> **Job**
Please write out exactly the lines that begin at the line containing "of the green" and run to the end of the records.

########

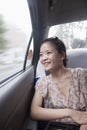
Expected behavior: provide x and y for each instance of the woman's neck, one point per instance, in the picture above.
(59, 73)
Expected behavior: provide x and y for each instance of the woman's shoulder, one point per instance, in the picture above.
(79, 71)
(43, 79)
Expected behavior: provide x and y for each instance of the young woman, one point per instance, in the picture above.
(63, 91)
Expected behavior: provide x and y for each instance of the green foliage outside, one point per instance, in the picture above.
(2, 32)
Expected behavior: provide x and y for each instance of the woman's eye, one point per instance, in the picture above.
(49, 52)
(40, 55)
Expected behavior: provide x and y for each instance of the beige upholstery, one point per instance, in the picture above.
(77, 58)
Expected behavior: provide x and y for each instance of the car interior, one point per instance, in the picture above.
(16, 93)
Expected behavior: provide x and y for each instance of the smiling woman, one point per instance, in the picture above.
(15, 29)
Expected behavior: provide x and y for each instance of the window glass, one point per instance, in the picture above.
(74, 34)
(15, 31)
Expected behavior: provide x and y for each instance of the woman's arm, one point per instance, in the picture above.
(84, 127)
(37, 112)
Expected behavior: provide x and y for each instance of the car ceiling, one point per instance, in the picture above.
(52, 12)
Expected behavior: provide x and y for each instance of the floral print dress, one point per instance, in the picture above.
(54, 98)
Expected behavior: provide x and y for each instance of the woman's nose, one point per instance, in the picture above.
(44, 57)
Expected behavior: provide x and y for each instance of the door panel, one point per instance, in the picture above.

########

> **Output for this exercise**
Expected behavior: provide x and y for each instance of the green foliage outside, one point per instance, in the picture above.
(2, 32)
Expected behavior: provide x and y for each instance of the woman's eye, one point per instance, in the picture above.
(49, 52)
(40, 55)
Expected behavior: provide x and y for each instance of the beige upholstery, one point per instance, in the picture above.
(77, 58)
Expected behavior: provide x and y for each instance of the car interior, one point per instance, in the picture above.
(16, 93)
Expected behavior: provide x and y for each instance of the smiling woman, one point per instance, in the picture above.
(15, 29)
Expected behavior: provide x and y for each instance of the window glass, one point per instance, in the picture above.
(74, 34)
(15, 31)
Expected behavior: provide x and y for each instance of the woman's arm, one point per instance, in the picture above.
(84, 127)
(37, 112)
Expected behavior: provide x and y for each instance of the car ceiling, one point per instance, in the picture above.
(52, 12)
Expected behavior: provide x and y for each instance of the floral print dress, one point per instance, in the picture above.
(54, 98)
Expected behavior: provide x and y for each instance of the woman's nose, one point per instance, in the picture above.
(44, 57)
Expected behavior: provide x and y for each instance of the door panel, one point per instance, in the picture above.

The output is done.